====== ТЕКСТ ======

За многие годы Леонид Мартынов собрал обширную библиотеку, наглядно свидетельствующую о широте интересов ее владельца. И почти до последних дней продолжал пополнять ее. Вот несколько строк из записей Леонида Николаевича о библиотеке: «...Во все времена, даже самые трудные в материальном отношении, не мог я ежедневно не бывать у букинистов и не приобрести по крайней мере две-три книги, заходя в лавки, либо в Камергерском, либо на Арбате... Я покупал подряд все попадавшиеся мне в руки издания поэтов 20-х годов нашего века — футуристов, акмеистов, имажинистов, как известных, незабываемых поэтов, так и забытых, канувших в Лету... Кроме поэзии и художественной прозы я приобретал немало книг по истории, не только русской, но и польской, и чешской, и болгарской, и венгерской, не говоря уже о французской и английской. Это мне было необходимо при переводах поэзии...».
Мартынов писал больше, чем печатал. Порой стихи лежали годами, ожидая своего часа... Он не любил говорить о том, как он работает, а когда его спрашивали, то отвечал, что обо всем написал в стихах и в прозе. Над стихами он продолжал работать даже тогда, когда, казалось бы, стихотворение закончено и даже издано. Бывали случаи, что отдавая стихи в печать, он тут же менял строфу, а собирая книгу из вещей, уже бывших в печати, мог изменить название или снять его, а само стихотворение подвергнуть изменению. Многие, очень многие его произведения имеют варианты и даже несколько вариантов. И порой нелегко решить, какой лучше: тот, что напечатан, или тот, что остался в недрах архива. Недавно, разбирая очередную связку рукописей, нашла я наскоро набросанные незаконченные строки.
Варианты, варианты, Все потом они найдутся И когда-то издадутся . . . . . . . . . . . . . . . . . . . . . И намного интересней Станет именно вот это...

====== БЛОК ДАННЫХ ======

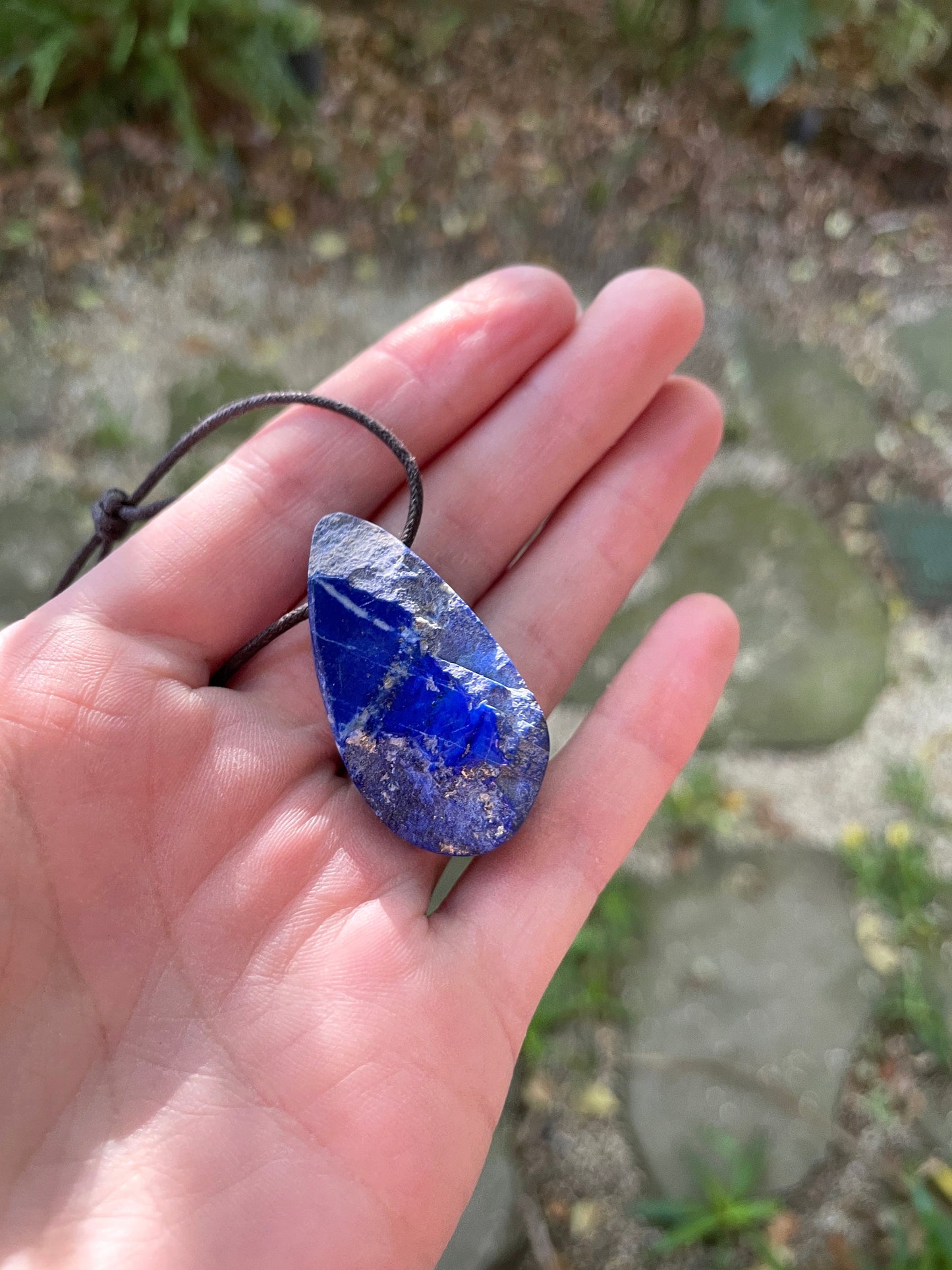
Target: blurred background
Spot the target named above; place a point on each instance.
(745, 1058)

======

◆ ПОРЯДОК РАБОТЫ:
(a) Для чего, по словам самого Мартынова из текста о нем, ему были нужны книги по истории разных стран?
(b) Продублируйте из текста о Леониде Мартынове фрагмент от «Мартынов писал больше, чем» до «набросанные незаконченные строки.».

◆ РЕЗУЛЬТАТЫ:
(a) Они были ему необходимы при переводах поэзии.

(b)
Мартынов писал больше, чем печатал. Порой стихи лежали годами, ожидая своего часа... Он не любил говорить о том, как он работает, а когда его спрашивали, то отвечал, что обо всем написал в стихах и в прозе. Над стихами он продолжал работать даже тогда, когда, казалось бы, стихотворение закончено и даже издано. Бывали случаи, что отдавая стихи в печать, он тут же менял строфу, а собирая книгу из вещей, уже бывших в печати, мог изменить название или снять его, а само стихотворение подвергнуть изменению. Многие, очень многие его произведения имеют варианты и даже несколько вариантов. И порой нелегко решить, какой лучше: тот, что напечатан, или тот, что остался в недрах архива. Недавно, разбирая очередную связку рукописей, нашла я наскоро набросанные незаконченные строки.